# Task description
Leave out the pictures and repeat the data exactly.
Dataset content below:
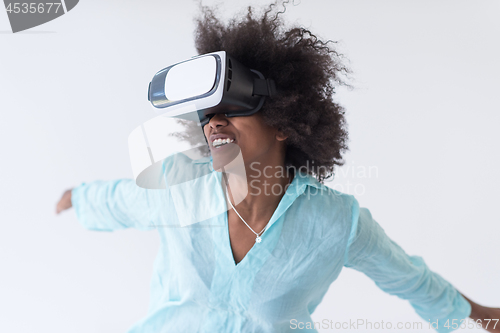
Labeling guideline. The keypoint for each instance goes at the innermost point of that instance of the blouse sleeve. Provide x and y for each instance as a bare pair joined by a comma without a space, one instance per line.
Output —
116,204
372,252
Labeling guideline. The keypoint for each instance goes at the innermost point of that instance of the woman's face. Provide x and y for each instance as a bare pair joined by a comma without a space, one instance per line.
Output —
257,141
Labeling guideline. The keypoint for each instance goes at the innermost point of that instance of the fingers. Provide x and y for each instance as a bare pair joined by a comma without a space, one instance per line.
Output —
64,203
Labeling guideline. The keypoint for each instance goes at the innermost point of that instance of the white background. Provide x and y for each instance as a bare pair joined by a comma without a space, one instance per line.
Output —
425,114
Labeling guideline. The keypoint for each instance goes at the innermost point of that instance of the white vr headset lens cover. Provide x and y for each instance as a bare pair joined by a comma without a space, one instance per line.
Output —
187,93
208,84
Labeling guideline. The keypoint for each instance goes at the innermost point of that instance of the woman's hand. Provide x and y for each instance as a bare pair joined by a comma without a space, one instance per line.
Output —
65,202
489,318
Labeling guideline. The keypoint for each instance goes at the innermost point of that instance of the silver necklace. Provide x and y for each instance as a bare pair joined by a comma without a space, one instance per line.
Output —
258,239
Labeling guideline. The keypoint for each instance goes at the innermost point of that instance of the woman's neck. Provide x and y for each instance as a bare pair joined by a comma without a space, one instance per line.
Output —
256,192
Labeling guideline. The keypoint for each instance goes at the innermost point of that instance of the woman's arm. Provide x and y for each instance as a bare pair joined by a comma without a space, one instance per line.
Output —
116,204
372,252
489,318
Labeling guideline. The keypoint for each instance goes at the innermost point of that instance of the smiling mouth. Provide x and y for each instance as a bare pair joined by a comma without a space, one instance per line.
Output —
217,143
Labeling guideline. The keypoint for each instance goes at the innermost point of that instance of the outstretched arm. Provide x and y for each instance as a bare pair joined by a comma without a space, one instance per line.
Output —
489,318
113,205
372,252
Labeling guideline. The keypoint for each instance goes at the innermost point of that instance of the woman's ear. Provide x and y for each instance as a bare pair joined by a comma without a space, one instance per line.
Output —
280,136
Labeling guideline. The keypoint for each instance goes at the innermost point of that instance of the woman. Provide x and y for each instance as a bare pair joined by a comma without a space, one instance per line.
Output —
266,263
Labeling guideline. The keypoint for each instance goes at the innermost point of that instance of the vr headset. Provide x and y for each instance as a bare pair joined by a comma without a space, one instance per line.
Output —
208,84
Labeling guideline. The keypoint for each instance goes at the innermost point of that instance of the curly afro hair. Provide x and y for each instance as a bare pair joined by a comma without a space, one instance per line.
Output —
306,71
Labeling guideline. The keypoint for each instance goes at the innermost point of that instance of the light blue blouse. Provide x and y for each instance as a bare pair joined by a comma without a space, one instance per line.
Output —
314,232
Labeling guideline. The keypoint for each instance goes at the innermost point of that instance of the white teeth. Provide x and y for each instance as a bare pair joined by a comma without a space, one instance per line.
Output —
219,142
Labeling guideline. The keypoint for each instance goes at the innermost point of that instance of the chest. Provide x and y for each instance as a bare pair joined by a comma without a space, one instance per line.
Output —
241,238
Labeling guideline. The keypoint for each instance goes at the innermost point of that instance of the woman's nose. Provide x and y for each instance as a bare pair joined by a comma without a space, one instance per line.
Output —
218,119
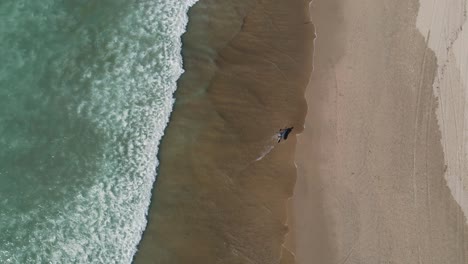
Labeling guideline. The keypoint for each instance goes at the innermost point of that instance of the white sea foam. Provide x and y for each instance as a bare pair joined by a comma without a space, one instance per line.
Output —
129,97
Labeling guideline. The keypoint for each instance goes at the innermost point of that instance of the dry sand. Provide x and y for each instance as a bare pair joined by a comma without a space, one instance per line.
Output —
444,25
371,186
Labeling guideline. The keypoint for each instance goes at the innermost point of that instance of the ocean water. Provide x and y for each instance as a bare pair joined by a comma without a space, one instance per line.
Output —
85,94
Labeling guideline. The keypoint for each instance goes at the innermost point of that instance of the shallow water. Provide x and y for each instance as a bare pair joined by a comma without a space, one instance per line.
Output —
85,94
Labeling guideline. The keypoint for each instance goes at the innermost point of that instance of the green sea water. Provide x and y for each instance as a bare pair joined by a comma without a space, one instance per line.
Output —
85,94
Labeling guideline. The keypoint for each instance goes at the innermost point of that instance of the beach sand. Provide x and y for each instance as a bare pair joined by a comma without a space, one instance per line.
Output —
223,183
371,186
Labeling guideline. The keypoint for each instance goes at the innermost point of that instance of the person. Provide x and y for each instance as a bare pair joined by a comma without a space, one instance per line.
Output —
284,133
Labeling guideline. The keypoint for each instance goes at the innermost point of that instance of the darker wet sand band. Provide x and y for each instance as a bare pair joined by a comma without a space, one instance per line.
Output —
247,66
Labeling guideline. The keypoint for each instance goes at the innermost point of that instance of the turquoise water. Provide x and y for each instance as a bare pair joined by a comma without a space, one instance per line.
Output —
85,94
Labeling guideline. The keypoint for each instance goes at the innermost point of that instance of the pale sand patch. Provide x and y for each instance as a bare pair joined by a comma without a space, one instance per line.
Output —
444,25
371,185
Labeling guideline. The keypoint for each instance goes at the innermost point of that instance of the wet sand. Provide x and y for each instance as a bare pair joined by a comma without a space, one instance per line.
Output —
371,186
247,66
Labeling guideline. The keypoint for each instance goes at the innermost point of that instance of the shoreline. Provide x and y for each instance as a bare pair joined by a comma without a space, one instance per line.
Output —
245,78
370,184
446,36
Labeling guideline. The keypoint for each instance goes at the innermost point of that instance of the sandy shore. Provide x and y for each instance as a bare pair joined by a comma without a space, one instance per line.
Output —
444,25
371,186
215,199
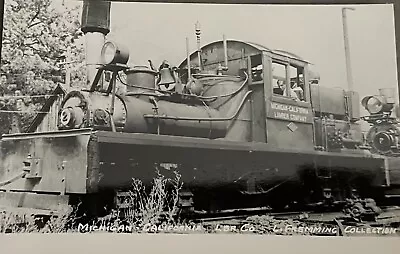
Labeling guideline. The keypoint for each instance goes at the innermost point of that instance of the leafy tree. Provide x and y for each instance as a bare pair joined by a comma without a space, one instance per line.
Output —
37,34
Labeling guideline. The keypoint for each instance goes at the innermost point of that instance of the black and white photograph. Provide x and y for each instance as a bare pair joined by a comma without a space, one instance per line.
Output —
189,118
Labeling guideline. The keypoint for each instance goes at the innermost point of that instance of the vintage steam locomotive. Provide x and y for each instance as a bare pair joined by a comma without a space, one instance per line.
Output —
226,119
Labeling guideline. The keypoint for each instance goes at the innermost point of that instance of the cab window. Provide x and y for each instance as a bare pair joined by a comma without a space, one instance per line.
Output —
283,73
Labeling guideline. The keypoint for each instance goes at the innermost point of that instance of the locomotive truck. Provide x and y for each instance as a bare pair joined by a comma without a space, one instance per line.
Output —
220,119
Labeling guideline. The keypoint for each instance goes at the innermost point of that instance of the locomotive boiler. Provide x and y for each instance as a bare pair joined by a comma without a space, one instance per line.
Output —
218,118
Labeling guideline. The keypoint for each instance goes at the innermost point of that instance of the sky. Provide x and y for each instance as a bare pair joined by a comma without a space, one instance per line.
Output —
157,31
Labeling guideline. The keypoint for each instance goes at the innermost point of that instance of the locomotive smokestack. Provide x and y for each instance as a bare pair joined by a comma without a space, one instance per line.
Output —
95,26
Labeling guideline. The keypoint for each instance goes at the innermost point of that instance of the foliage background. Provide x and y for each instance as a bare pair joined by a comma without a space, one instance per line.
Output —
37,37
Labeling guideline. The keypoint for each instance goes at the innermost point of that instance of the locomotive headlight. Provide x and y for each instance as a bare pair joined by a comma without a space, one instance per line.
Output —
113,53
376,104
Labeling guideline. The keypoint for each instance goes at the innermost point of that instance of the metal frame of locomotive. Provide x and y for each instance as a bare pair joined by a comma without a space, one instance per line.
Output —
235,143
End of Dataset content.
# Solution below
Labeling guideline. The keypoint for each instance goes at the innermost point of that instance of the blouse sleeve. Provide x and y for each instance as a bare pair joined by a comma without a space, one instance per line.
Output —
116,204
372,252
Labeling guideline. The keypoint for each instance goes at the innermost point of that instance of the woman's face. Provide x and y for each instance as a bare pair joined by a comma without a space, one instance per line.
Output —
257,141
Labeling guideline. The keypoint for each instance goes at the innermost point of that instance of the fingers. Provide x and y for each instance as a bare pair joined by a comma without a space, one instance per line.
Output —
64,203
Labeling guideline. The keypoint for each instance goes at the innermost point of that instance of the white background. Provide x and y for each instance as a bare pair joined by a comma without a space, one instance per line.
Output —
425,114
Labeling guideline. The keypoint for each instance goes at the innermost point of that instance of the white vr headset lens cover. Provide x and y for each instance as a bare pair joined by a comma without a space, one instance per line.
Output —
187,93
208,84
Labeling guideline. The keypoint for each instance goes at the innermost point of that instance of the woman's hand. Provide x and y for each instance as a bare pair joined by a comma without a space, one instance per line.
Output —
65,202
489,318
Labeling guideline. The keypoint for each instance goes at the innermost point of that instance of the silver necklace. Provide x and y for each instance as a bare pair joined by a comma without a space, one instance per line.
Output —
258,239
Labeling guideline. The keypoint for each instance goes at the innermost point of that instance of the woman's neck. Provide x and y for each instance as a bare pair joined by a comma without a space, one instance per line.
Output —
256,192
Labeling guideline. The keypoint for each instance goes at the innermost point of that instance of the woman's arm. Provide x and y for each instance as a bare pair joined by a comma without a space, one instance per line.
Output —
116,204
372,252
489,318
Labeling guideline. The keypoint for each instance goes at the innermost point of that instance of the smiling mouth. Provide x and y for each instance as a bare pair joined by a comma without a space, one instance per line.
Output —
217,143
Labeling guideline. The keypoint for each instance goes at the innermost point of that instance of the outstretched arm. Provide x and y for each instance as a bare pair joined by a comma without a space, one instance per line.
Output —
489,318
113,205
372,252
Labeling guideline. The keypoint for each instance goes at the innermost point of that instance of the woman's ear. Provide x and y for each instance as a bare pair joined by a comma without a space, one instance per line.
Output —
280,136
Labeling guideline. The keypoint for each instance goes at the innermost point of that instance of the woman. Provide x and y for each instance as a bare pair joined by a comma without a space, one instance per line.
Output —
266,263
Labeling guideline. The keypoint for each instance goes at the innermost point of that instance of the vr headset. Provide x and y for each instance as a bare pair joined by a comma without a space, one instance per line.
Output —
208,84
Labeling guideline. The keypoint for each instance goes at the innermost point of that instance of the curly afro hair. Provide x and y for each instance as a bare pair joined by a comma without a space, one instance per line.
Output —
306,71
Labeling guideline. The keypoint for each instance goes at the innermost point of that instance of the light blue blouse. Provide x and y for each instance as a bare pair joined by a comma without a space, one instance per line.
Output —
314,232
Labeling guideline. The keypoint for each instance goes at the innermost point of that instance of the white teeth. Provide x and y for each instance as a bare pair joined by a comma without a space, one instance per line.
Output —
219,142
Labeling guideline. The keypoint for each instance goes at the innermost point of that instance of the chest. Provide x and y for each instance as a bare pair joined by a comma without a space, one instance per line.
Output —
241,238
Labeling guideline. The keypoint for each instance goes at the innermost point of that instance of the woman's nose. Provide x and y for each instance as a bare pair joined by a comma without a space, one instance per line.
Output —
218,119
Labeling guideline. The keypoint for each instance goes at the innermost point of that instance of the white sea foam. Provide x and y for each instance as a bare pair joined by a comma without a space, one instance per line.
Output —
129,97
Labeling guideline. The keypoint for each instance goes at the innermost point of that instance of the dry sand. Provide x and y for each instance as a bare pair joined by a comma without a space, one instance per line.
Output —
444,25
371,186
Labeling guideline. The keypoint for each instance goes at the innermost point of that instance of the ocean water. Provide x and y for each instance as a bare pair joined by a comma without a space, one instance per line.
Output —
85,94
Labeling guideline. The keypoint for each instance goes at the innermost point of that instance of the shallow water. Provide x and y for each instance as a bare pair joined by a comma without a space, one instance per line.
Output —
85,94
Labeling guideline. The keypoint for each instance goes at the innermost point of that instance of the green sea water. Provide x and y for each instance as a bare pair joined by a comma without a space, one instance per line.
Output —
85,94
Labeling guideline. The keypoint for each instance goes at the innermost point of that instance of the beach sand. Provide x and y for each instance as a bare pair joined by a comma without a space, one instance per line.
Output —
223,183
371,186
Labeling guideline. The keypoint for each instance goes at the innermost point of that instance of the person. Provide x and y for each instance as a bare pair joined by a comma without a space, one instance per line.
Output —
284,133
Labeling guideline. The keypoint for each instance goes at the innermost point of that instance of the darker wet sand band. Provide x and y for each instance as a bare pair joined by a comma without a space, one instance per line.
Output —
247,66
Labeling guideline. The keypoint for each instance goes at the innermost point of that instance of the turquoise water. Provide x and y for each instance as a bare pair joined by a comma without a space, one instance per line.
Output —
85,94
Labeling guideline. The keypoint for each instance goes at the innermost point of that instance of the pale sand patch. Provide x and y for each instance as a bare pair joined by a comma without a space, one instance per line.
Output —
444,25
371,185
Labeling guideline. The keypoint for each instance goes at the innermost point of that instance of the wet sand. Provide x and y for each instance as a bare pair joined by a comma without a space, one instance per line.
Output —
371,186
247,66
Labeling guideline. The keypoint for each instance goes at the innermost point of that instance of the shoreline. Provide x and y for each instance as a bare pair joined by a comma without a space, one instance per line.
Output —
245,78
370,184
446,36
Labeling guideline. The keypoint for each instance goes at the innermost point of that instance of the sandy shore. Provide x and y for each instance as a bare pair joined by a comma without a space, one instance per line.
Output —
444,25
371,186
215,199
Labeling guideline. The keypoint for each instance goes at the innermost point of that instance of the leafy tree. Provide x and y for each instance as a bare pair joined by a comma without a space, one instance per line.
Output —
37,34
Labeling guideline. The keypoint for each instance goes at the innermost point of that instance of the black and white photograph. Provide x and y for each instance as a bare pair joined by a comma without a space, one instance per line.
Output —
189,118
Labeling guideline. The keypoint for each instance goes at the innermost point of that instance of the vintage steam locomotive. Provide x and y for each instance as a bare pair joined by a comma without a space, one instance per line.
Output —
226,119
Labeling guideline. The keypoint for each instance goes at the innermost point of that instance of the cab window. Provide x and y for each instance as a bare pair joined by a comma without a space, one instance per line.
Output —
283,73
Labeling guideline. The keypoint for each instance goes at the innermost point of that instance of the locomotive truck. Provide x and y for each instance as a bare pair joined by a comma without a space, one instance per line.
Output —
220,119
Labeling guideline. The keypoint for each instance goes at the innermost point of that instance of the locomotive boiler. Provide x and y for each instance as a bare pair joined by a comma without a space, one instance per line.
Output —
218,118
Labeling guideline. The keypoint for each instance goes at the innermost point of that instance of the sky. Provide x and y for each instance as a bare pair joined by a comma without a space, one instance per line.
Output —
157,31
Labeling guideline. The keypoint for each instance goes at the innermost point of that instance of the locomotive smokestack. Provide x and y for each instance as a bare pair joined by a comma without a space, one instance per line.
Output —
95,26
Labeling guideline. The keypoint for each instance goes at the innermost point of that instance of the foliage background. Provide x and y for each instance as a bare pair joined by a comma without a space, one instance per line.
Output —
37,37
Labeling guideline. The keypoint for each instance goes at the innermost point of that instance of the locomotive headlight. Provide x and y for each instance as a bare pair joined by a comma without a space, one instance per line.
Output —
113,53
376,104
Labeling guideline. The keypoint for each instance goes at the innermost point of that instance of the metal frame of locomotive. Provide x and y for each instance as a bare pair joined by a comma without a space, one instance per line.
Output —
235,143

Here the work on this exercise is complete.